Task objective: Reproduce every line of the data below word for word, changing nothing.

Material provided:
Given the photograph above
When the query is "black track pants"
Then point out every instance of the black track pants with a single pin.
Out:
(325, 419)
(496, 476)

Task answer:
Given the photograph above
When the query is "black track pants"
Then point out every instance of the black track pants with a single pin.
Out:
(325, 419)
(496, 476)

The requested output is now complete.